| YOUR TASK |
Tallying with case taken into account, how many lines of the data below contain the word "positive"? Give only the number.

[Records from a data source]
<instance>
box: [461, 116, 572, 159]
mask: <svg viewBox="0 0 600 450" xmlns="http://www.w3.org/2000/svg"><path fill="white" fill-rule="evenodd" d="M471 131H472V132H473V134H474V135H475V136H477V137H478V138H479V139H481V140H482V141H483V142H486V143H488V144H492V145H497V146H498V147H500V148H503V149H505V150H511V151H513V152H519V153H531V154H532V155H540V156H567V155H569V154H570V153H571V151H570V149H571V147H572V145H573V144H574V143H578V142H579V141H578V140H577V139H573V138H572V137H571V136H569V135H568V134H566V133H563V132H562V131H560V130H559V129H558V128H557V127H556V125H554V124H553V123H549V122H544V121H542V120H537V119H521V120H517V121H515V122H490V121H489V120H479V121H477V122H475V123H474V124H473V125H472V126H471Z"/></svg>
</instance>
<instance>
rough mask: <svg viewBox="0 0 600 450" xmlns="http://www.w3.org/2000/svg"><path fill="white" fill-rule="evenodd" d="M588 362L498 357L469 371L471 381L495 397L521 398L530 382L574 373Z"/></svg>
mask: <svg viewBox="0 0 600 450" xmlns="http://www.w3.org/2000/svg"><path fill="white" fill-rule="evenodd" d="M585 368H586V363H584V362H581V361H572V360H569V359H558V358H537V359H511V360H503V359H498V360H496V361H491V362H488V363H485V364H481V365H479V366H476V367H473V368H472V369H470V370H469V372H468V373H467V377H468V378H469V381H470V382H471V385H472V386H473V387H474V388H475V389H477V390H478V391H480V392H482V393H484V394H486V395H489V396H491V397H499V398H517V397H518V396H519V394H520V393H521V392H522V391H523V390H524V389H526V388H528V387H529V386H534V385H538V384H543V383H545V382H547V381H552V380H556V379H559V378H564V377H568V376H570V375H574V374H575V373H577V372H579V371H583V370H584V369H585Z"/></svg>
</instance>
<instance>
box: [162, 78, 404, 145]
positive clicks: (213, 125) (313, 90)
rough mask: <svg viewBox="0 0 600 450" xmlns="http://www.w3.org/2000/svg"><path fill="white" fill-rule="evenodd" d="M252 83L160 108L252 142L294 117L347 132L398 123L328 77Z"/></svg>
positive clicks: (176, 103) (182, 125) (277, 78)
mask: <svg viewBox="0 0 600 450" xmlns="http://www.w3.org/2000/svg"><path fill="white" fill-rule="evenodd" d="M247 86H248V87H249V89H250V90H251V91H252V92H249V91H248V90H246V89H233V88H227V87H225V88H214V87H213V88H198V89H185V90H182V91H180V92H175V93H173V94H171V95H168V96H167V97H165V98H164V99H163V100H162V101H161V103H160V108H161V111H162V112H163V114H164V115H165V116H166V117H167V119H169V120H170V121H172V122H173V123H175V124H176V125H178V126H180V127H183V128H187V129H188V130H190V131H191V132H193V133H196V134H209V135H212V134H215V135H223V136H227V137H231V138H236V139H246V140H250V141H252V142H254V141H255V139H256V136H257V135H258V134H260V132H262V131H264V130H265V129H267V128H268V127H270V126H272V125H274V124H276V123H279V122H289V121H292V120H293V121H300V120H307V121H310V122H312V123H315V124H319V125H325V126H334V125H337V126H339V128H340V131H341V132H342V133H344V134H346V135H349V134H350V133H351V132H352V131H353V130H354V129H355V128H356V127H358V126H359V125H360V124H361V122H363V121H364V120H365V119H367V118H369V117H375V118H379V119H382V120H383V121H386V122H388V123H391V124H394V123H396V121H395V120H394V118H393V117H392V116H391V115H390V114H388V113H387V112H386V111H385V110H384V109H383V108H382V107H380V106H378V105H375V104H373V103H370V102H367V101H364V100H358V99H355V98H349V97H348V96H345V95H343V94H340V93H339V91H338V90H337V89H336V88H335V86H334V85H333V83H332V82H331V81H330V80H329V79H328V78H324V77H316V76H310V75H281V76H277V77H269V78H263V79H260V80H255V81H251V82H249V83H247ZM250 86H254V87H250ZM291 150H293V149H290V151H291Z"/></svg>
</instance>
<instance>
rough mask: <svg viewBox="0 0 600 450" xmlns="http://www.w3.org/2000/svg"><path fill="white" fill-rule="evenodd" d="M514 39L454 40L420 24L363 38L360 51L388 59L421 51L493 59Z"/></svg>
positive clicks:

| YOUR RESPONSE |
3